Why Don't We Just Tell the Story?
For years now, I've been wondering why we don't actually read over the Exodus story at the Seder, considering that this is the essential act of the night?
Why instead do we get the story piecemeal throughout the first part of the Haggada, in fragments, interspersed with all kinds of other random paragraphs containing other things (rabbis sitting in Bnei Brak, four children, ma nishtana etc) which, though interesting, are not the actual story? It's true that the Hagaddah may well be "the story about the story", or "instructions to tell the story" which is very nice - but what happened to the story itself?
Good questions are like fine wine, they improve with age, they sit and stew until something emerges.
This year I did my Seder alone due to the coronavirus, so I had the time and possibility to insert whatever I liked into the Seder ritual. I told myself aloud the story of the Exodus, to see how it felt to do so (it felt ok, but a bit bare). Afterwards, as I was reading the Haggada, I noticed with greater clarity the pieces of the story that do appear, scattered throughout.
And a sudden insight arose for me. Our life stories do not come linearly and clearly, with each day building upon the previous one in a way where we see how it fits in. Instead, our narratives develop in a windy and unclear way, with detours, seemingly irrelevant passages, obscure incidents. It is only when we look back from much further down the line that we can actually make our story coherent, and tell it in a way that it has a start and a middle (and perhaps an end.)
Right now, for example, we are in the middle of the coronavirus story. We are able to tell the beginning, but as we are still very much in the middle, we only have access to fragments of the ongoing plot, and certainly no clue about the end.
The Haggada is a reflection of the messiness of how our stories develop. As such, it holds a more profound message than a straight up story told directly would.
So I FINALLY have an answer that speaks to me. Ahh, that feels good.

■ **Problem A**
Say whether each statement agrees with the essay about telling the Exodus story at the Seder, answering yes or no and quoting the exact words that decide it: (i) The writer held the Seder alone this year because of the coronavirus. (ii) Telling the Exodus story aloud felt full and rich to the writer. (iii) The writer says we already know how the coronavirus story will end.
■ **Problem B**
Quote the essay about telling the Exodus story from "Right now, for" to "about the end.".
■ **Problem C**
In one to three sentences, explain why the essay about telling the Exodus story says the Haggada holds a deeper message than a story told directly would.

■ **Data extract**
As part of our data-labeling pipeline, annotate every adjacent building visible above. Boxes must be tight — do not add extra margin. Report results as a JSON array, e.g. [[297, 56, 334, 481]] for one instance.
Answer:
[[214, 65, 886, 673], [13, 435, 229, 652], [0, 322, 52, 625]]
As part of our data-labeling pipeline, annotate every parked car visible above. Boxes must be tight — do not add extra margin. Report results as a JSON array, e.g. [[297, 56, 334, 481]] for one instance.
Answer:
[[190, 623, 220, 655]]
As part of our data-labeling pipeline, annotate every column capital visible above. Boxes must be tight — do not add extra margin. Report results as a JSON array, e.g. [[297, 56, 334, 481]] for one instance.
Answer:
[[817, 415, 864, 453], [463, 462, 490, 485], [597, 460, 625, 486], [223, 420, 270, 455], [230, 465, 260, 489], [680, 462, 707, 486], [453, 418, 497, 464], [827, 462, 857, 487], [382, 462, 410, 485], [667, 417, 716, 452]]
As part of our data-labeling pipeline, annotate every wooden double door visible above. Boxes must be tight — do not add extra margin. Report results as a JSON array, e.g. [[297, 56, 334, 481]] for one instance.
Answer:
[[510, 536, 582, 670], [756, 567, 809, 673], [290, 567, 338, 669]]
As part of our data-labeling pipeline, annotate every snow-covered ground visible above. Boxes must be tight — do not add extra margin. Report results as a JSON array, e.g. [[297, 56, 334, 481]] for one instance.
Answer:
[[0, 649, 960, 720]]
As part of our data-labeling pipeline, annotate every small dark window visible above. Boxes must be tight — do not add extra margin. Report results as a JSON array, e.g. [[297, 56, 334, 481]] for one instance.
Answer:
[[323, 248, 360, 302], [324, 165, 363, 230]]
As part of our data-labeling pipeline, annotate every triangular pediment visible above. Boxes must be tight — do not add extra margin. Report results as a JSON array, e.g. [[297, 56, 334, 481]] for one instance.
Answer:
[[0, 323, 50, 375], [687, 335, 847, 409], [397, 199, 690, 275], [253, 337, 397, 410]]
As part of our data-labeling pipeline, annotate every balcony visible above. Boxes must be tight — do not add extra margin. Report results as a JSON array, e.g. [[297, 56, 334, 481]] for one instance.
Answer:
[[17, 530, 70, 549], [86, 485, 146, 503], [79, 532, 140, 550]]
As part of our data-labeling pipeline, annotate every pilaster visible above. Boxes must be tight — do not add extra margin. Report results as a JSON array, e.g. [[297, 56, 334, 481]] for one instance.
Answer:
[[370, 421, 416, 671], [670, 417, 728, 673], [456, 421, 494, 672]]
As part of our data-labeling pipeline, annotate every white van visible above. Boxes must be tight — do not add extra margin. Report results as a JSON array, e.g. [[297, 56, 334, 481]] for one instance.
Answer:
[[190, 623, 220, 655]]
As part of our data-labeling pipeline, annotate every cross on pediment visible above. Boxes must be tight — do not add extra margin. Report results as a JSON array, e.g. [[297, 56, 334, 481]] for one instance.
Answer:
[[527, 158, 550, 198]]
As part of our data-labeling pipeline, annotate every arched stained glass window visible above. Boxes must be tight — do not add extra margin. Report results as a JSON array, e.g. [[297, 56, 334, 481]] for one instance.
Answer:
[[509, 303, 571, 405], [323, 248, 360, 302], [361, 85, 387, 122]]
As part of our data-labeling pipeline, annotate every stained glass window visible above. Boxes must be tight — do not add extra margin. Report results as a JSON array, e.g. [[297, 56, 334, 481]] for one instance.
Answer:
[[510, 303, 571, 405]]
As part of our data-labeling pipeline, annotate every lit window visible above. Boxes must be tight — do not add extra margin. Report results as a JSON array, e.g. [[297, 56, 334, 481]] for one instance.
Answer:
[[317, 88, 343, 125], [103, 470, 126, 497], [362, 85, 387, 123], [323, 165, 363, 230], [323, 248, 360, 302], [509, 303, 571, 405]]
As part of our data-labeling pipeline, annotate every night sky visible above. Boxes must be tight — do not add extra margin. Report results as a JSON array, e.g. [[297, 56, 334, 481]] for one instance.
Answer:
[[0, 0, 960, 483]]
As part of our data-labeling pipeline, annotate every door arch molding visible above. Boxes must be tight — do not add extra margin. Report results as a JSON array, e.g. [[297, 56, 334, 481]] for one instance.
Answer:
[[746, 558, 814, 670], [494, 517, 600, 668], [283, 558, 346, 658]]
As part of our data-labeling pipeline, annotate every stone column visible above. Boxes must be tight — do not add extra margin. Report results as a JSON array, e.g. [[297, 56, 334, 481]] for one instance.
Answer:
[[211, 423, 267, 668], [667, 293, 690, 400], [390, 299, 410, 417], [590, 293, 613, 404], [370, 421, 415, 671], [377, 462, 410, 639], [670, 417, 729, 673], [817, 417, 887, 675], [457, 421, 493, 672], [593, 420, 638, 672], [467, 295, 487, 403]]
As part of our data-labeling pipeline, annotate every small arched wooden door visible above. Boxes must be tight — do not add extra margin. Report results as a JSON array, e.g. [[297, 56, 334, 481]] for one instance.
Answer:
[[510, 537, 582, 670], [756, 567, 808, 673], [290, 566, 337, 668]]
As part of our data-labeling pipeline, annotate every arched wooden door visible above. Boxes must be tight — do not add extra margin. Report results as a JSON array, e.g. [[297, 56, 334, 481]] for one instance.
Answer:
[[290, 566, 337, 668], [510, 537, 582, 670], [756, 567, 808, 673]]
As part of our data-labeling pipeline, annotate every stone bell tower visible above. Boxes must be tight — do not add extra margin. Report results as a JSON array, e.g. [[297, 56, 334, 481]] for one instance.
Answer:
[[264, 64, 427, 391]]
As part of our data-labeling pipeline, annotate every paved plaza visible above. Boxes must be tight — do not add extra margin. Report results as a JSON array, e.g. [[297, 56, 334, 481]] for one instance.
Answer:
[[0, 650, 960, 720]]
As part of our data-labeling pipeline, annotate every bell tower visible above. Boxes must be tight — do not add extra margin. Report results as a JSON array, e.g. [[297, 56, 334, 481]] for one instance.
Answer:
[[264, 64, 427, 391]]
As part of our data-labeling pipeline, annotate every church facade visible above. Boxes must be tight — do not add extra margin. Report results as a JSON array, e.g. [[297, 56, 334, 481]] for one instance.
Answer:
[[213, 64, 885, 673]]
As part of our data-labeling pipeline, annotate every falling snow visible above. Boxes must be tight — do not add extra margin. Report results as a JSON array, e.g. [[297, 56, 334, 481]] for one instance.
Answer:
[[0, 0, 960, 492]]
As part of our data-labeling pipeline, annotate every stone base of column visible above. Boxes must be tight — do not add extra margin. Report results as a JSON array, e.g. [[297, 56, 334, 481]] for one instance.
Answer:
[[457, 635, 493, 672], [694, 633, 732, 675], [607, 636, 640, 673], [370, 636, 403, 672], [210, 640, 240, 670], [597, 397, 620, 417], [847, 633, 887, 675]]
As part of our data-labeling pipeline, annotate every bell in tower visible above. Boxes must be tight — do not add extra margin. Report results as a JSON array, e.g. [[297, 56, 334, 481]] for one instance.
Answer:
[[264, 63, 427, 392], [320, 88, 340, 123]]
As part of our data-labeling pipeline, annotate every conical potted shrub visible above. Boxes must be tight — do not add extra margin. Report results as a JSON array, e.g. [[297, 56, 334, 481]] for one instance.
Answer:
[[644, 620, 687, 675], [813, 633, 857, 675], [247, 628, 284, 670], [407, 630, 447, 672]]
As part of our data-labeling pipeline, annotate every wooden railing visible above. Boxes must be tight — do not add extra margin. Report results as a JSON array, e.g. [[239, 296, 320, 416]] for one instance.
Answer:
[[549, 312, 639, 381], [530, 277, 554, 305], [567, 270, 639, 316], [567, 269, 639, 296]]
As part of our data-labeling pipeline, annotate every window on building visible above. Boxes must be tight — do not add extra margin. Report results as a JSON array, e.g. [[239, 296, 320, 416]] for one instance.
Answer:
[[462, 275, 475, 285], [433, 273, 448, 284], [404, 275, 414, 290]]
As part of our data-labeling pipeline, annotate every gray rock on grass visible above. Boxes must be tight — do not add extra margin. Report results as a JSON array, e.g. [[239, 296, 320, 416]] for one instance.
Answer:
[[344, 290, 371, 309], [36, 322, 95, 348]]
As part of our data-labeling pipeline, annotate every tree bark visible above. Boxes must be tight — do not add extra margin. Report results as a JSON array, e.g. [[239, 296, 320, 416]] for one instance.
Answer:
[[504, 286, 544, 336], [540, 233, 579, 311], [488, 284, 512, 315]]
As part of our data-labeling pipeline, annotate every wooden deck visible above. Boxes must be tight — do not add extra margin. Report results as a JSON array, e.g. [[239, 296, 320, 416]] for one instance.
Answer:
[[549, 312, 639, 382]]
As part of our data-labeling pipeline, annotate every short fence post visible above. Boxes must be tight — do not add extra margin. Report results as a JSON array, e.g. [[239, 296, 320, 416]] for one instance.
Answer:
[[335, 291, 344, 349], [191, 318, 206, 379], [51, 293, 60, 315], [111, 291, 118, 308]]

■ **Written reply A**
(i) Yes: "This year I did my Seder alone due to the coronavirus"
(ii) No: "it felt ok, but a bit bare"
(iii) No: "certainly no clue about the end"

■ **Written reply B**
Right now, for example, we are in the middle of the coronavirus story. We are able to tell the beginning, but as we are still very much in the middle, we only have access to fragments of the ongoing plot, and certainly no clue about the end.

■ **Written reply C**
The Haggada mirrors the messiness of how our stories develop. Our life stories don't come in a clear, straight line. They wind along with detours and pieces that seem beside the point, and we can only tell them as a whole when we look back from much later.